+++ RECORD LIST +++
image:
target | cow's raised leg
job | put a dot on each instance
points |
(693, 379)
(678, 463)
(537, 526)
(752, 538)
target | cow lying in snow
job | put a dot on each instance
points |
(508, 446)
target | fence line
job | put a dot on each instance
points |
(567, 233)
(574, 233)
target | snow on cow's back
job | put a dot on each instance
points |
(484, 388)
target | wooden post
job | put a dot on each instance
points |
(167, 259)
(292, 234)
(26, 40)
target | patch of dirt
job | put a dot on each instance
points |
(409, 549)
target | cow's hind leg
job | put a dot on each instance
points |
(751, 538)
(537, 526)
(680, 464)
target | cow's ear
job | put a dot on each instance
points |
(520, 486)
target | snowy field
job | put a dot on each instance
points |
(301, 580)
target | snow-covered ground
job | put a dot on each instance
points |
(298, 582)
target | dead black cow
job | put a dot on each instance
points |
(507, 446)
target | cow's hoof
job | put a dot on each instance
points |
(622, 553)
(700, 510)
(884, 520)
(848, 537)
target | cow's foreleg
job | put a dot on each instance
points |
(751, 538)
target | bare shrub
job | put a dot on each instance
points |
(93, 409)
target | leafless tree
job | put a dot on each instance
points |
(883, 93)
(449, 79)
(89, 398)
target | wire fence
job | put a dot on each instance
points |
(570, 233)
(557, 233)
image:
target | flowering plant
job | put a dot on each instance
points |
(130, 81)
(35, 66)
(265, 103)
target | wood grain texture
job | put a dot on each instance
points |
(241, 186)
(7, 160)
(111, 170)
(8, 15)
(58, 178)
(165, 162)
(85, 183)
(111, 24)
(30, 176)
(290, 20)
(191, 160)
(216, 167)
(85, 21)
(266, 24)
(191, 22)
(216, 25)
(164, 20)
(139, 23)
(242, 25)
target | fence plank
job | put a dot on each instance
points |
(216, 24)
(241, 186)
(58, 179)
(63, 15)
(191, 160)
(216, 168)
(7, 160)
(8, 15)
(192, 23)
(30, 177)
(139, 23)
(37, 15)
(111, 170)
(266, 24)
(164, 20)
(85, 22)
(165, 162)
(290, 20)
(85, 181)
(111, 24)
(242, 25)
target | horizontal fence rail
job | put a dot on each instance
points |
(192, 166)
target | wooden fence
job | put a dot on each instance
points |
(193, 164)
+++
WRITTEN INSTRUCTION>
The listing above should be transcribed in full, exactly as written.

COMPLETED TASK>
image:
target | cow's raised leg
job | put a dot on each instance
points |
(693, 379)
(678, 463)
(537, 526)
(752, 538)
target | cow lying in snow
job | put a dot on each instance
points |
(508, 446)
target | fence line
job | put a dot on each instance
points |
(567, 233)
(574, 233)
target | snow on cow's back
job | put a dot on each instance
points |
(484, 388)
target | wooden post
job | put a dot on each instance
points |
(167, 259)
(292, 234)
(26, 40)
target | patch of dirt
job | put a dot on each instance
points |
(409, 549)
target | cow's hind leg
job | put a dot on each instance
points |
(751, 538)
(537, 526)
(680, 464)
target | cow's ear
job | put a dot on each instance
points |
(520, 486)
target | snowy field
job | put a dot on each instance
points |
(301, 580)
target | snow-covered ground
job | put a dot on each instance
points |
(298, 582)
target | dead black cow
job | put a dot on each instance
points |
(507, 446)
target | cow's hoof
job | put a dot on each instance
points |
(622, 553)
(700, 510)
(884, 520)
(848, 537)
target | cow's foreleg
job | put a dot on each instance
points |
(751, 538)
target | bare shrub
job | put a dot on each instance
points |
(93, 409)
target | leafless tree
job | put a dot on each instance
points |
(883, 93)
(449, 79)
(89, 398)
target | wire fence
job | put a dot on each instance
points |
(570, 233)
(557, 233)
image:
target | flowering plant
job | put a dot on each instance
points |
(130, 81)
(35, 66)
(265, 103)
target | wood grain texture
job | put a dot on each instance
points |
(241, 186)
(7, 160)
(111, 170)
(8, 15)
(58, 178)
(165, 162)
(85, 183)
(111, 24)
(30, 176)
(290, 20)
(191, 160)
(216, 167)
(85, 21)
(266, 24)
(191, 22)
(216, 25)
(164, 20)
(139, 23)
(242, 25)
target | fence plank
job | put a dot on each instance
points |
(216, 24)
(241, 186)
(58, 179)
(63, 15)
(191, 160)
(216, 168)
(7, 160)
(8, 15)
(192, 23)
(30, 177)
(139, 23)
(37, 15)
(111, 170)
(266, 24)
(164, 20)
(85, 22)
(165, 162)
(290, 20)
(85, 181)
(111, 24)
(242, 25)
target | horizontal fence rail
job | put a dot on each instance
points |
(192, 166)
target | wooden fence
job | put a dot on each instance
points |
(193, 164)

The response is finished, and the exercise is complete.